- _Data for this task_
□ □ □
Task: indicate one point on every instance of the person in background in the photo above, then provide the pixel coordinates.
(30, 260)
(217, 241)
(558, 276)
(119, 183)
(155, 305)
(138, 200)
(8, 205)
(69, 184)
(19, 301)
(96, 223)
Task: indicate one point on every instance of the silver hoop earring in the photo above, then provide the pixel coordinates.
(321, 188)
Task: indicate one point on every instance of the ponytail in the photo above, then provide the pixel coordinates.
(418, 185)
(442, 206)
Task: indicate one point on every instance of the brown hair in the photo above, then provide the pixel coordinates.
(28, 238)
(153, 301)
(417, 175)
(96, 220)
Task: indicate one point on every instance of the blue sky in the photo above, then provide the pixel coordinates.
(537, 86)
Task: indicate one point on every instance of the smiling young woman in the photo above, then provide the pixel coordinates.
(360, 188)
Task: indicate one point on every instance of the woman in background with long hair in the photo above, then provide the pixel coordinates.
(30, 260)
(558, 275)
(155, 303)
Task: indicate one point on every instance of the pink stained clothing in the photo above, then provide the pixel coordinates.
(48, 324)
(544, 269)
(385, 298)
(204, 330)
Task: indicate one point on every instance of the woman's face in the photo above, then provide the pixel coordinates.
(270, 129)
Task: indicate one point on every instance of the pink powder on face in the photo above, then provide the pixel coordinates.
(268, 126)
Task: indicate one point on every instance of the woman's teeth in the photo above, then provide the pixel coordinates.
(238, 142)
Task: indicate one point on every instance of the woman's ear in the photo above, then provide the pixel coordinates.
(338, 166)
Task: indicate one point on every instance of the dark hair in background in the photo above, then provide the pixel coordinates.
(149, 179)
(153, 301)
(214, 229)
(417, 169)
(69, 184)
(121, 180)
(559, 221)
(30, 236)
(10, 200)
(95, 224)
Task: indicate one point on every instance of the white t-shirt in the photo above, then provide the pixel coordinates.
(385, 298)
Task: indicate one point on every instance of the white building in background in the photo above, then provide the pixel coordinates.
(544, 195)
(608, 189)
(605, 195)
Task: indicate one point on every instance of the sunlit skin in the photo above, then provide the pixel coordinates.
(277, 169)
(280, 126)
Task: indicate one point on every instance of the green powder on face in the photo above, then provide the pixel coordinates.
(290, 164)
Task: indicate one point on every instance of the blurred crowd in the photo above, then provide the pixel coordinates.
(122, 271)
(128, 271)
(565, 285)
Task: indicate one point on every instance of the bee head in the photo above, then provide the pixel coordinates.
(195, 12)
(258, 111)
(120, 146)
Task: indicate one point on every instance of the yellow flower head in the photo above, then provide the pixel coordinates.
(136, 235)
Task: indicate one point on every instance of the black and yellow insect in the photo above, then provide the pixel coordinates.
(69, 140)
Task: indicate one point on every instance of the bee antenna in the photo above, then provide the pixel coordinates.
□ □ □
- _Stated goal_
Starting with the line that contains "Task: indicate one point on every instance of the green" and going on through the end of the records, render those lines as a numbered list, leaving out any blank lines.

- _Written reply_
1. Task: indicate one point on every instance of the green powder on face in the photo above, then provide the pixel coordinates.
2. (290, 164)
3. Task: indicate one point on every instance of the blurred crowd in the photo above, then provide the pixel coordinates.
4. (122, 271)
5. (128, 271)
6. (565, 285)
7. Task: indicate one point on every instance of the bee head in the photo above, then provide the pixel coordinates.
8. (195, 12)
9. (258, 111)
10. (120, 146)
11. Task: indicate one point on every instance of the yellow flower head in the photo above, then provide the pixel coordinates.
12. (136, 235)
13. Task: indicate one point on every instance of the black and yellow insect in the photo above, then provide the pixel coordinates.
14. (69, 140)
15. Task: indicate one point on every instance of the bee antenna in the photo above, then provide the pixel coordinates.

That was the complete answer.